(PROBLEMS)
- A) Copy the passage from the article on Mahathir and China's Belt and Road projects, starting with "One of the major" and going on through "Musang King durians.".
- B) Rewrite the dataset entries starting with the line with "Category: young leaf" and going on through the end of the entries, changing "hairy stem" to "fuzzy stem" and keeping everything else the same. Return only those lines and leave out the pictures.

(TEXT EXCERPT)
************

A year older than Jiang Zemin, Mahathir’s comeback has proved testing for China’s Belt and Road projects
The inaugural Belt and Road Forum held in May last year was the coming-out party of Xi Jinping’s signature policy. With 29 foreign leaders attending the Beijing event, Xinhua described the gathering – rather exotically – as a “fruit forum” through which the Chinese president could take his Belt and Road Initiative (BRI) to the next level.
One of the major “fruits” was a stronger China-Malaysia relationship. The Malaysian leader at the time, Najib Razak, got the message and brought along 43 durians to celebrate the 43-years of diplomatic ties between the two countries.
The “durian diplomacy” worked. Najib returned home with key investment commitments from the Chinese including the East Coast Rail Link (ECRL), a piece of infrastructure he said would drive connectivity and economic growth for the country’s underdeveloped east coast. There were hints too that China will lift its ban on the import of Malaysia’s Musang King durians.
But while the famously pungent fruit is likely to feature in Chinese supermarkets as early as next year, China’s BRI projects now face a derailment in Malaysia. Last week the newly elected government suspended about $23 billion in China-linked infrastructure including the ECRL. Will this dash Xi’s ambition to rekindle the ancient Silk Road through the Strait of Malacca?
So what has happened?
The game-changing moment came in May as the Malaysians voted out the usually unbeatable ruling party (UMNO has been in power for decades) and cast their ballots instead for the return of the country’s former strongman Mahathir Mohamad.

************

Dataset rows:
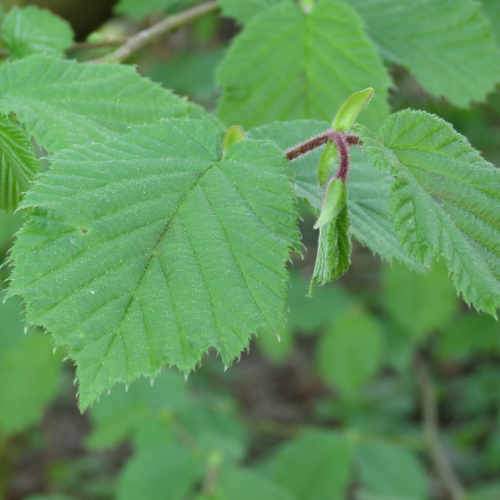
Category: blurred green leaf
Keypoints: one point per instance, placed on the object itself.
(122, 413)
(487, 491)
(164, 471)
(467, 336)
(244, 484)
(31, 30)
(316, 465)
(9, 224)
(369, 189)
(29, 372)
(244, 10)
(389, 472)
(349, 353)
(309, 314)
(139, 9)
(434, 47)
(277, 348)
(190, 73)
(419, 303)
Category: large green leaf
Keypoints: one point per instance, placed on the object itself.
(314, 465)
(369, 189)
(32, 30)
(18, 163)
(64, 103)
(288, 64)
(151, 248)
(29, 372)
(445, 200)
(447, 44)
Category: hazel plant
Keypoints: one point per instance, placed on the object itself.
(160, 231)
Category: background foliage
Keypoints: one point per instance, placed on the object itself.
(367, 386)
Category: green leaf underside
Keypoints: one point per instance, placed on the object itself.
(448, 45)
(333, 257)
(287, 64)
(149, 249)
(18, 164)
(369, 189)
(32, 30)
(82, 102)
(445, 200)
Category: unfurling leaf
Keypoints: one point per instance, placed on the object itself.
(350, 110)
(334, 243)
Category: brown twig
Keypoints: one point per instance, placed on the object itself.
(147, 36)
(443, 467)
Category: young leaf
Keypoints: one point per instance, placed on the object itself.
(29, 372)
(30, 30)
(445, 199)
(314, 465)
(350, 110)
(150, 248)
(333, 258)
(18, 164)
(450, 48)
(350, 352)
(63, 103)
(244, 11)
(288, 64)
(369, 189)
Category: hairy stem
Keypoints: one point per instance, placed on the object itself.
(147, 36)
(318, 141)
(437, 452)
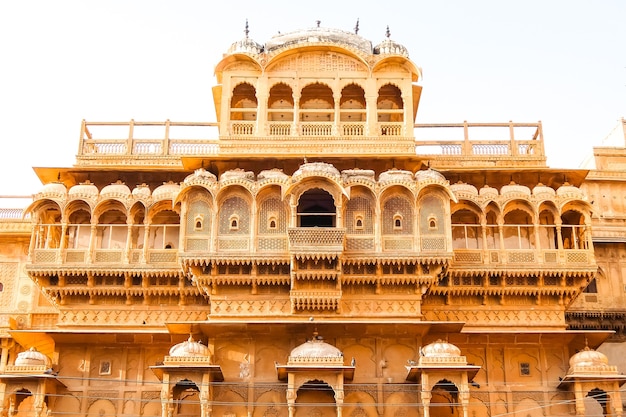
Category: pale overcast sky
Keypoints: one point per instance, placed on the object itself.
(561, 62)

************

(EXERCISE RESULTS)
- A)
One of the major “fruits” was a stronger China-Malaysia relationship. The Malaysian leader at the time, Najib Razak, got the message and brought along 43 durians to celebrate the 43-years of diplomatic ties between the two countries.
The “durian diplomacy” worked. Najib returned home with key investment commitments from the Chinese including the East Coast Rail Link (ECRL), a piece of infrastructure he said would drive connectivity and economic growth for the country’s underdeveloped east coast. There were hints too that China will lift its ban on the import of Malaysia’s Musang King durians.

- B)
Category: young leaf
Keypoints: one point per instance, placed on the object itself.
(29, 372)
(30, 30)
(445, 199)
(314, 465)
(350, 110)
(150, 248)
(333, 258)
(18, 164)
(450, 48)
(350, 352)
(63, 103)
(244, 11)
(288, 64)
(369, 189)
Category: fuzzy stem
Keypoints: one point per instance, placed on the object itself.
(147, 36)
(318, 141)
(437, 452)
Category: pale overcast sky
Keypoints: one point per instance, placed on the object itself.
(561, 62)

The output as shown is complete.